◆ **TASKS TO CARRY OUT**:
- A) Answer these questions using the award announcement:
(i) In what year was the award established?
(ii) What is the name of the collaborative self-driving neural network mentioned?
(iii) Who is the Director of the Cheriton School of Computer Science?
- B) Reproduce the rows word for word, from the first row up to and including the row with "output: one JSON".

◆ **EXCERPT**:
§ §
Nicholas Vadivelu receives 2021 Jessie W.H. Zou Memorial Award

Tuesday, May 25, 2021

Nicholas Vadivelu, an undergraduate student majoring in computer science and statistics, has received the 2021 Jessie W.H. Zou Memorial Award for Excellence in Undergraduate Research. Established in 2012, this prestigious annual award recognizes excellence in research conducted by an undergraduate student in the Faculty of Mathematics. 

In Nicholas’s case, his excellence in research spans several projects, most notably his contributions to improving the accuracy of machine learning algorithms while a research intern at Uber Advanced Technologies Group and increasing the speed of machine-learning algorithms while an undergraduate research assistant with Professor Gautam Kamath.

“Congratulations to Nicholas on receiving a 2021 Jessie W.H. Zou Memorial Award,” said Raouf Boutaba, Professor and Director of the Cheriton School of Computer Science. “He is an exceptionally bright and motivated undergraduate student who not only conducted impressive research with real-world implications, but also disseminated his findings to industry and academia at international conferences.”

Uber ATG • Learned Positional Error Correction System

During his internship at Uber ATG, Nicholas was an integral member of a research team that developed an end-to-end learned neural reasoning framework for self-driving vehicles. 

Self-driving vehicles learn from shared sensory information, which makes them safer to operate, but sharing information across nearby self-driving vehicles can also make them susceptible to erroneous messages they might receive. During his internship at Uber ATG on a project conducted with University of Toronto PhD candidate Mengye Ren and Professor Raquel Urtasun, Nicholas developed a novel end-to-end learned neural reasoning framework that learns to estimate localization errors, communicate those errors to other vehicles, and reach a consensus about the errors. This framework has allowed a state-of-the-art collaborative self-driving neural network called V2VNet to perform detection and forecasting with almost no drop in performance in the presence of noise levels much greater than are typically seen in real self-driving vehicle systems.
§ §
◆ **GIVEN RECORDS**:

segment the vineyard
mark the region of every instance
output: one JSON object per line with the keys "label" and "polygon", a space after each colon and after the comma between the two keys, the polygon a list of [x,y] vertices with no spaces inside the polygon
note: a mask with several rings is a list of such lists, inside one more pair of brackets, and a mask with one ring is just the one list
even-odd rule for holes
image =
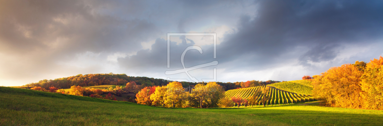
{"label": "vineyard", "polygon": [[313,85],[309,80],[303,80],[285,81],[268,85],[267,86],[296,94],[313,94]]}
{"label": "vineyard", "polygon": [[[309,82],[309,83],[308,81]],[[290,84],[290,85],[291,84],[295,83],[300,83],[299,86],[306,86],[309,87],[309,86],[311,85],[311,81],[302,81],[301,80],[298,81],[290,81],[287,82],[283,82],[281,83],[284,82],[288,82],[290,83],[287,83],[287,84]],[[280,83],[278,83],[278,84]],[[286,83],[283,83],[283,84],[284,84]],[[300,83],[304,83],[304,84],[300,84]],[[268,85],[269,86],[269,85]],[[285,87],[288,87],[285,85],[281,85],[280,84],[279,85],[277,85],[277,86],[279,86],[280,87],[284,87],[282,86],[285,86]],[[292,86],[293,85],[290,86],[290,87]],[[259,89],[262,86],[259,86],[257,87],[250,87],[248,88],[241,88],[233,90],[230,90],[226,91],[225,93],[225,95],[226,97],[237,97],[239,96],[241,98],[244,99],[248,99],[250,97],[253,96],[254,93],[255,93],[256,91]],[[309,95],[307,94],[307,93],[306,94],[298,94],[296,93],[296,92],[304,92],[307,93],[309,91],[286,91],[286,90],[285,88],[284,88],[284,89],[280,90],[278,88],[276,88],[275,87],[273,86],[270,86],[271,88],[270,88],[270,99],[268,100],[268,102],[267,105],[275,105],[275,104],[291,104],[291,103],[297,103],[298,102],[306,102],[309,101],[313,101],[315,100],[314,98],[312,96]],[[311,89],[312,87],[311,87]],[[309,88],[291,88],[291,89],[309,89]],[[289,91],[295,91],[292,90],[292,89],[290,89]],[[310,92],[311,90],[309,91]],[[259,98],[257,102],[259,102],[260,100],[260,97],[263,97],[262,96],[255,96],[255,97],[260,97]]]}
§ §
◆ **WORKED ANSWERS**:
- A)
(i) 2012
(ii) V2VNet
(iii) Raouf Boutaba

- B)
segment the vineyard
mark the region of every instance
output: one JSON object per line with the keys "label" and "polygon", a space after each colon and after the comma between the two keys, the polygon a list of [x,y] vertices with no spaces inside the polygon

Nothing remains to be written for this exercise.